▶ _DOCUMENT EXCERPT_:
Nature does not value man and his creations over any of its other manifestations. And, man and all his creations – cities, roads, log cabins, and tents set up in the wilderness – are manifestations of nature. What man puts into the environment becomes part of that environment. Man needs to engender a deep respect for the environment, and should strive to protect and cultivate it. This doesn’t mean human beings shouldn’t alter the environment if it allows a more meaningful ability to flourish.
Chris Morgan asked, “Do you want to control . . .?” The pragmatic question would be, “Is it necessary to control?” The answer to either question depends on the worldview of the person being asked. Those that view nature as more important than man and believe it should be left to “fend for itself” without man’s interference would emphatically say, “NO”, to both questions. Those that view nature as an integral part of man’s health, harmony and happiness, BUT realize that there are situations were it needs to be altered to suit man’s needs as long as we respect it and protect it would answer, “Only when the situations warrant.”
The term is “human flourishing” but it doesn’t mean that man must conquer nature to achieve it. Instead we must seek to mindfully engage with all of nature including humanity. It does require that we use all of our human potentialities, our talents, skills and wisdom as we pursue rationally chosen goals and values. We take into account that our actions have an encompassing effect on the causal Universe and take a mindful look at our needs. We keep in mind that whatever we do, or plan to do must be flexible in order to react to whatever current situation we find ourselves in. A rational approach to human flourishing requires that we view the world as it really is and that we are prepared to be rigorously honest when balancing needs with compassion and altruism.
Dealing situationally with an environmental issue requires taking the actions that are most useful and productive for the most sentient beings. This can mean hard decisions must be made. Previously we have discussed two “lists” to help guide us in making the best choices. The Three Pure Precepts (cease to do harm, do only good, do good for others) guides our encompassing moral outlook in any situation. The Three Characteristics of Skillful Action (preparation, permission, resources) guide us in taking the most skillful action possible in a given situation.
U.K. Naturalist Chris Packham raised the specter of hard choices in September, 2009.

▶ _DATA PROVIDED_:
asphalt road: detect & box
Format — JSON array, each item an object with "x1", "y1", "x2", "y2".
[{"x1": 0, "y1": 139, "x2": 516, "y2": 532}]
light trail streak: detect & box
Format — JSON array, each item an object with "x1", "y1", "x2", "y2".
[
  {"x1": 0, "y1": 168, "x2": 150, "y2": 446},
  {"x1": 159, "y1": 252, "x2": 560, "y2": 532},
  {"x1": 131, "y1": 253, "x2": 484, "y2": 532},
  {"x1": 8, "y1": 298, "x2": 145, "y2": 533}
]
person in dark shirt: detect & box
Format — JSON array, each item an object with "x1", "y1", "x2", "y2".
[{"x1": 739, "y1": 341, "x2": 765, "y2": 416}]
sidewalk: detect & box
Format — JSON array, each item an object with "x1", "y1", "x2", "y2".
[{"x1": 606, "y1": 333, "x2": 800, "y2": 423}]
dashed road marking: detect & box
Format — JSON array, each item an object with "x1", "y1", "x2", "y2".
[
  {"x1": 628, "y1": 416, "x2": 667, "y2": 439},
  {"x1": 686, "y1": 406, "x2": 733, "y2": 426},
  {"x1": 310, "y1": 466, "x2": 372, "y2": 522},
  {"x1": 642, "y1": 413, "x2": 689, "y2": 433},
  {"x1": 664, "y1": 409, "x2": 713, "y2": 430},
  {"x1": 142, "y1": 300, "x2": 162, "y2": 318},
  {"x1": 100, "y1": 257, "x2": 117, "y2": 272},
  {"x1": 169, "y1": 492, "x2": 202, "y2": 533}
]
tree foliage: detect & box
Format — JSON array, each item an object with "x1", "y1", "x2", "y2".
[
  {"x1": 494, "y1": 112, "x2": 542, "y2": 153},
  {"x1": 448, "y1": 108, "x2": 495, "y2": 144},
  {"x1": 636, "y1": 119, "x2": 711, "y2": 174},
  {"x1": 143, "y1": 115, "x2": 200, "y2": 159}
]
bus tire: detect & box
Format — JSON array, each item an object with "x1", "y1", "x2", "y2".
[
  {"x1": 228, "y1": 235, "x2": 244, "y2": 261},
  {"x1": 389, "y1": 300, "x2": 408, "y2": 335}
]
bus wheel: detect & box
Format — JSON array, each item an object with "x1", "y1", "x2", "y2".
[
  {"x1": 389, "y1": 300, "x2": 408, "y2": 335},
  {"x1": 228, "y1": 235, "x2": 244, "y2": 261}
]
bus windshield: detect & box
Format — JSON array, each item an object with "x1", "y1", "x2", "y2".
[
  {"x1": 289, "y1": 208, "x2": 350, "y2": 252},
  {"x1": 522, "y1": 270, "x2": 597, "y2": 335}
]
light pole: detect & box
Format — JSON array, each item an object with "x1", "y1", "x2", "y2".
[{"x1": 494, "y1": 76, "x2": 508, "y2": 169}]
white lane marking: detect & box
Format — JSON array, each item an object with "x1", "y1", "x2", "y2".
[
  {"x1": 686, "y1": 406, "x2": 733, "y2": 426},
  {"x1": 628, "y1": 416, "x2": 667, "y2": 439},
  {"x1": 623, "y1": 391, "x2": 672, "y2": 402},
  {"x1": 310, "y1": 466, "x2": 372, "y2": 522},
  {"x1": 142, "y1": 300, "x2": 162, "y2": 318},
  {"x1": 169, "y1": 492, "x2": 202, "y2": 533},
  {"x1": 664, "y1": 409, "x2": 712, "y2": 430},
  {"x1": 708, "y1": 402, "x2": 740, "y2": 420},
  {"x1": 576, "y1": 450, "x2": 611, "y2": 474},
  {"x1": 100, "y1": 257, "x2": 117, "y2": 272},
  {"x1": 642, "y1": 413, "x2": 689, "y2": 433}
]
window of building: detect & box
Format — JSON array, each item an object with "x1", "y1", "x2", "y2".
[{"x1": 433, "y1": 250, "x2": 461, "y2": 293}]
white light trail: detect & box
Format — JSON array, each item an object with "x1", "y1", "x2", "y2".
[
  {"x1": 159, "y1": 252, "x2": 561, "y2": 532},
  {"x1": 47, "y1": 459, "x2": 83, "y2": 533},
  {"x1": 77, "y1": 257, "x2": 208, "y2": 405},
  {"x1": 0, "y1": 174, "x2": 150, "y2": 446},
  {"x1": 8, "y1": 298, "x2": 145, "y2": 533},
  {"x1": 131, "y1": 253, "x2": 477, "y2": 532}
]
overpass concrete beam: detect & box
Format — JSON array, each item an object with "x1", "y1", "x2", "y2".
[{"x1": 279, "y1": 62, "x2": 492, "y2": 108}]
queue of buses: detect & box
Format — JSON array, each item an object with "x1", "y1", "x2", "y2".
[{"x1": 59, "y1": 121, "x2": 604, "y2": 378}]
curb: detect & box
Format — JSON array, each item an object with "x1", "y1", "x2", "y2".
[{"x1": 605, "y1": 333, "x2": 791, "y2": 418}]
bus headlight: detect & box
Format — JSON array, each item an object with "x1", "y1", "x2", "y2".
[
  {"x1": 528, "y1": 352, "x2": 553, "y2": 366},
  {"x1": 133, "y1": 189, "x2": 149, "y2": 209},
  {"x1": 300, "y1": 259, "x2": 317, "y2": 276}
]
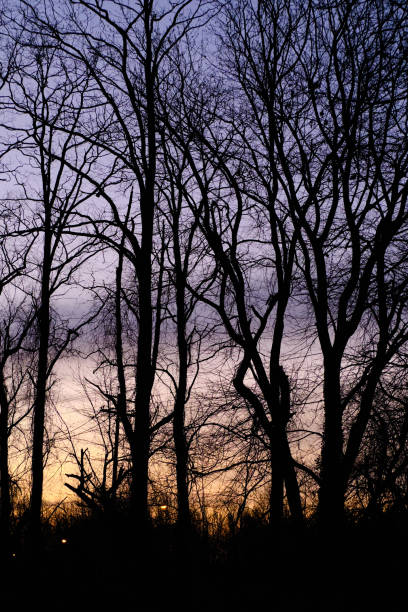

▶ _REQUIREMENT A_:
What three items make up the Three Characteristics of Skillful Action in the excerpt on nature and human flourishing?
▶ _REQUIREMENT B_:
Reproduce the passage of the excerpt on nature and human flourishing from "Dealing situationally with" to "in September, 2009.".
The rows were taken from a different source than the excerpt on nature and human flourishing.

▶ _CORRECT ANSWER A_:
Preparation, permission, and resources.

▶ _CORRECT ANSWER B_:
Dealing situationally with an environmental issue requires taking the actions that are most useful and productive for the most sentient beings. This can mean hard decisions must be made. Previously we have discussed two “lists” to help guide us in making the best choices. The Three Pure Precepts (cease to do harm, do only good, do good for others) guides our encompassing moral outlook in any situation. The Three Characteristics of Skillful Action (preparation, permission, resources) guide us in taking the most skillful action possible in a given situation.
U.K. Naturalist Chris Packham raised the specter of hard choices in September, 2009.